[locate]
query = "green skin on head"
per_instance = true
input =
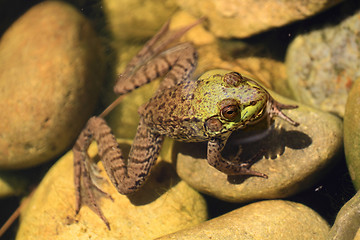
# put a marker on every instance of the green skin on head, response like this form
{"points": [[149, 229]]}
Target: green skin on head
{"points": [[217, 103]]}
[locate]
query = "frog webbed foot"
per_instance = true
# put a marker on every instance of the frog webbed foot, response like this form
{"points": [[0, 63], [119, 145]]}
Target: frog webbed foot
{"points": [[216, 160]]}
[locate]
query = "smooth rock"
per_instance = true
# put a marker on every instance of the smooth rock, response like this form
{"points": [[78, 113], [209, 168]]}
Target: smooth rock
{"points": [[323, 64], [295, 157], [347, 221], [142, 19], [12, 184], [352, 134], [51, 69], [274, 219], [357, 236], [165, 204], [243, 18]]}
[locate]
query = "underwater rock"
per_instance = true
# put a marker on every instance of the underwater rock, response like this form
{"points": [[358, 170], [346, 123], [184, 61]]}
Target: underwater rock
{"points": [[352, 134], [347, 221], [323, 64], [165, 204], [51, 69], [273, 219], [295, 157], [243, 18]]}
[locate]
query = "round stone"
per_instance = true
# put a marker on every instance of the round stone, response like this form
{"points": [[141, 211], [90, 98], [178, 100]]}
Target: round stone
{"points": [[51, 69], [274, 219], [165, 204], [293, 158]]}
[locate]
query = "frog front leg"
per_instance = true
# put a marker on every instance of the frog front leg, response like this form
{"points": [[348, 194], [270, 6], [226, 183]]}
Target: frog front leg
{"points": [[126, 176], [215, 159]]}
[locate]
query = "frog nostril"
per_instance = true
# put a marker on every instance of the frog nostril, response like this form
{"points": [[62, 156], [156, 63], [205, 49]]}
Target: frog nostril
{"points": [[213, 124]]}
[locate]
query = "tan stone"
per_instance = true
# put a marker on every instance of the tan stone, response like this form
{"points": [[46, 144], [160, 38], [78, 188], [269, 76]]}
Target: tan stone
{"points": [[264, 220], [51, 69], [164, 205], [293, 157]]}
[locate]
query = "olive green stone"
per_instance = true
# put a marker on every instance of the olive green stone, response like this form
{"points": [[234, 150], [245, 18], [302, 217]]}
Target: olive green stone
{"points": [[51, 69]]}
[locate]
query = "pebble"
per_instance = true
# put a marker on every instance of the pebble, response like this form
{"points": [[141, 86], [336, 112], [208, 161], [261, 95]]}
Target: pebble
{"points": [[273, 219], [243, 18], [322, 65]]}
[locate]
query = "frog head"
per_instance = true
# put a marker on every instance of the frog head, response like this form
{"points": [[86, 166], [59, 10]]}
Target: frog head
{"points": [[229, 101]]}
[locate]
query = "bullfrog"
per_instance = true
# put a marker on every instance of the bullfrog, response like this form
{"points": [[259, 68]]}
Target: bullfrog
{"points": [[209, 108]]}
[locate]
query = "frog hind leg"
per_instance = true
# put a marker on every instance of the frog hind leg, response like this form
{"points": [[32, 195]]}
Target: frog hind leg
{"points": [[216, 160], [126, 177]]}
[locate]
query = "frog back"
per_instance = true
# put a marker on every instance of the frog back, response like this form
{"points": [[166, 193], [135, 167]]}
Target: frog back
{"points": [[171, 112]]}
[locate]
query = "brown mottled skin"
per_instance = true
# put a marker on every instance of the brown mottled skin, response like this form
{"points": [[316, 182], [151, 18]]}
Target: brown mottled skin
{"points": [[207, 109]]}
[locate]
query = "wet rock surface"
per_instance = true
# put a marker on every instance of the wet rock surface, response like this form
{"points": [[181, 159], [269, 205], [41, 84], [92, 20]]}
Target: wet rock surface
{"points": [[274, 219], [240, 19], [323, 64], [51, 67], [295, 158]]}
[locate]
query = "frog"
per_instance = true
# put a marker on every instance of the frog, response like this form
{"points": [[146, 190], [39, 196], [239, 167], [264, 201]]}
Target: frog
{"points": [[207, 109]]}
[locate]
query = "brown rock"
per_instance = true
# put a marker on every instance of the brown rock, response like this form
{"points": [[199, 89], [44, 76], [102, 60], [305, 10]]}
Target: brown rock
{"points": [[352, 134], [295, 157], [165, 204], [51, 68], [274, 219]]}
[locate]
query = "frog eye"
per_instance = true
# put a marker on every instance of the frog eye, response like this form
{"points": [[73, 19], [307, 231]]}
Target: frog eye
{"points": [[230, 112], [233, 79]]}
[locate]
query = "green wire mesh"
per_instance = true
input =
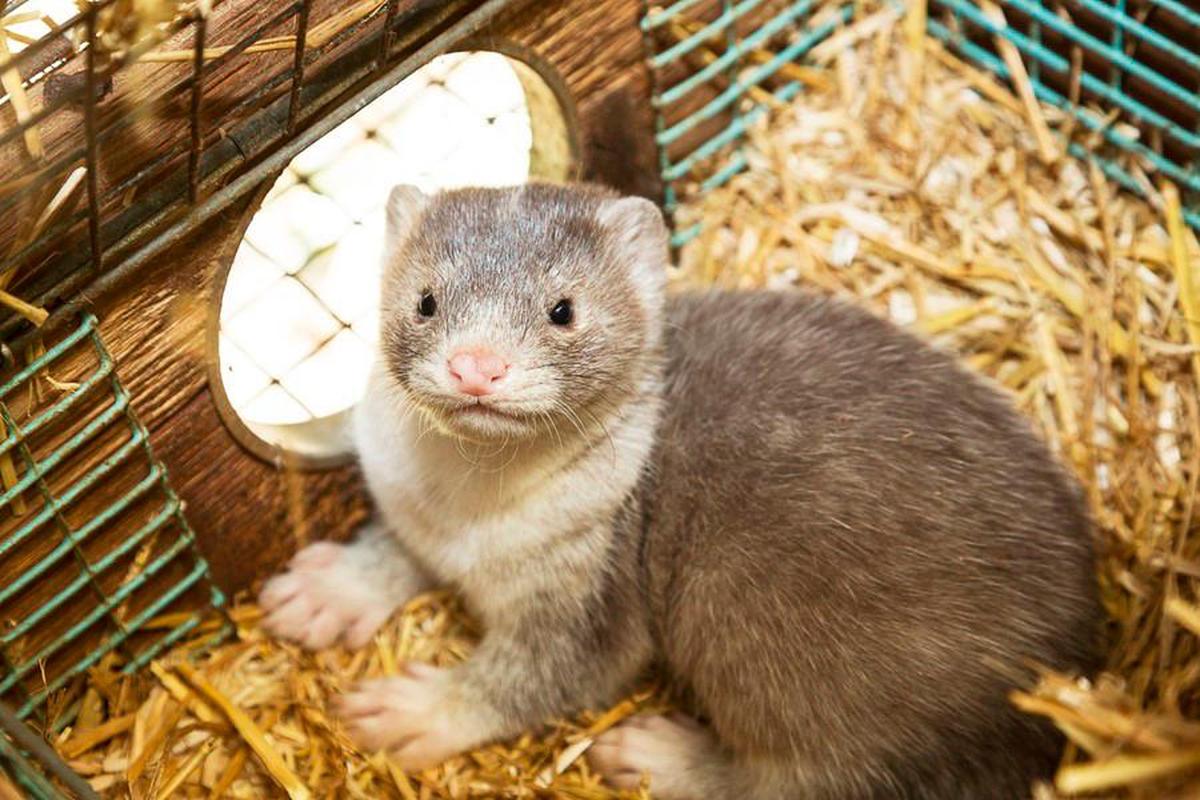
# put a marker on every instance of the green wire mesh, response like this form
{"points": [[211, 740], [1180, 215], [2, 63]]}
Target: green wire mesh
{"points": [[1127, 71], [1138, 65], [703, 76], [96, 559]]}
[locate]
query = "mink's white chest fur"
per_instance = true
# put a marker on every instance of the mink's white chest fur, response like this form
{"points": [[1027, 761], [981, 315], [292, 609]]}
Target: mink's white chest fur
{"points": [[493, 522]]}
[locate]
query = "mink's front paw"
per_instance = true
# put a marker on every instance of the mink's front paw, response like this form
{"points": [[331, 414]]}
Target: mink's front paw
{"points": [[414, 716], [675, 752], [323, 596]]}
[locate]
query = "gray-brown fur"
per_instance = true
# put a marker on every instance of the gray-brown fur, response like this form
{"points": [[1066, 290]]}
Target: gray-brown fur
{"points": [[839, 546]]}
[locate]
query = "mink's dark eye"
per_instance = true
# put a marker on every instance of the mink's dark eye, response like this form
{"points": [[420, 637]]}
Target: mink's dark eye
{"points": [[562, 313], [427, 306]]}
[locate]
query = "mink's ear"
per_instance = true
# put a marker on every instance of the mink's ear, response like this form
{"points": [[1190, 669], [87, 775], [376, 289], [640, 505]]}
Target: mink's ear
{"points": [[405, 206], [640, 235]]}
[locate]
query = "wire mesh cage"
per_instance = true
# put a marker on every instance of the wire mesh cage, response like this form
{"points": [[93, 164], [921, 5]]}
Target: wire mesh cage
{"points": [[101, 561], [1127, 72], [115, 581], [131, 134]]}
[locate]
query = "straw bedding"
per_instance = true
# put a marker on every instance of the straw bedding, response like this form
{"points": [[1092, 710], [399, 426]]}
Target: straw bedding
{"points": [[941, 200]]}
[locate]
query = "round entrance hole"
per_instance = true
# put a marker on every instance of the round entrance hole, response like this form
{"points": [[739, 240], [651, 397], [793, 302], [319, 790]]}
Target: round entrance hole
{"points": [[297, 320]]}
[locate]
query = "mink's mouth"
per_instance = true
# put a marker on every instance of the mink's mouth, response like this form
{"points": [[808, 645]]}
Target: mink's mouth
{"points": [[483, 410]]}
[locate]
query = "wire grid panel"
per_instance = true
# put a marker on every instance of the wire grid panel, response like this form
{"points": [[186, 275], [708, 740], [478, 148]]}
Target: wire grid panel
{"points": [[217, 91], [27, 775], [96, 559], [1127, 72], [299, 310], [719, 66]]}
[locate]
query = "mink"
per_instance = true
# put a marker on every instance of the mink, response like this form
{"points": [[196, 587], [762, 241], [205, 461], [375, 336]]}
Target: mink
{"points": [[840, 547]]}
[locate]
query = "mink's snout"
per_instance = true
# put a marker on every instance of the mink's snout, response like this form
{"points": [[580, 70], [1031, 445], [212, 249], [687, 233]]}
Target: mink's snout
{"points": [[475, 371]]}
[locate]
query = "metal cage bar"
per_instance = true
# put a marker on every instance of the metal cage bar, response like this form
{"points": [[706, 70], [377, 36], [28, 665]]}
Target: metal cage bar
{"points": [[163, 535], [694, 156]]}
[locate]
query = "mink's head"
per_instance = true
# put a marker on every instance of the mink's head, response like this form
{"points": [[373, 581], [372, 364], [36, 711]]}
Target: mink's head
{"points": [[515, 312]]}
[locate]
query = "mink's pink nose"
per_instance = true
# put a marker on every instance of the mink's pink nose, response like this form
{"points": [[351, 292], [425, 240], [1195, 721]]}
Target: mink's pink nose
{"points": [[475, 371]]}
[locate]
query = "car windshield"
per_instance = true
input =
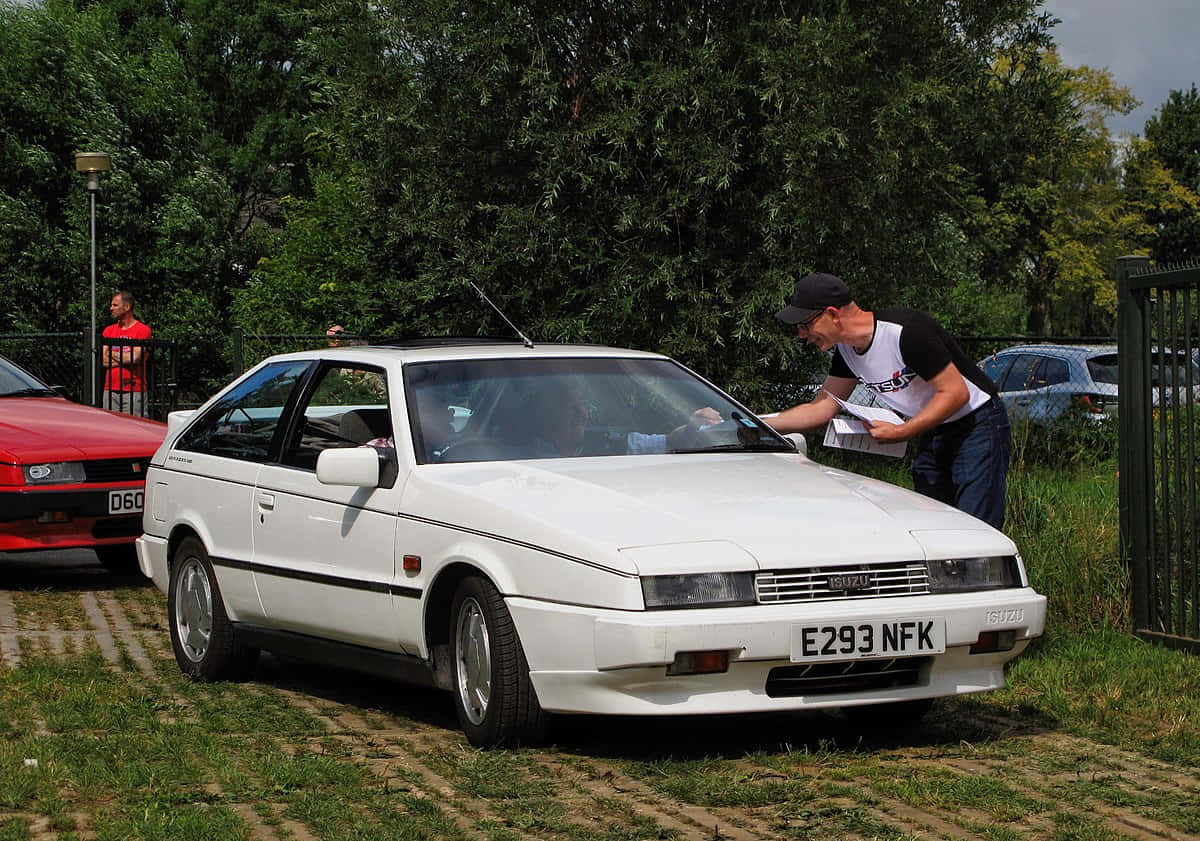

(Your objective): Which lines in the records above contain the word "underwater"? Identify each one and copy it out in full.

(Output below):
query = "underwater rock"
# put a marker on every instance of the underwater rock, response like this form
Target: underwater rock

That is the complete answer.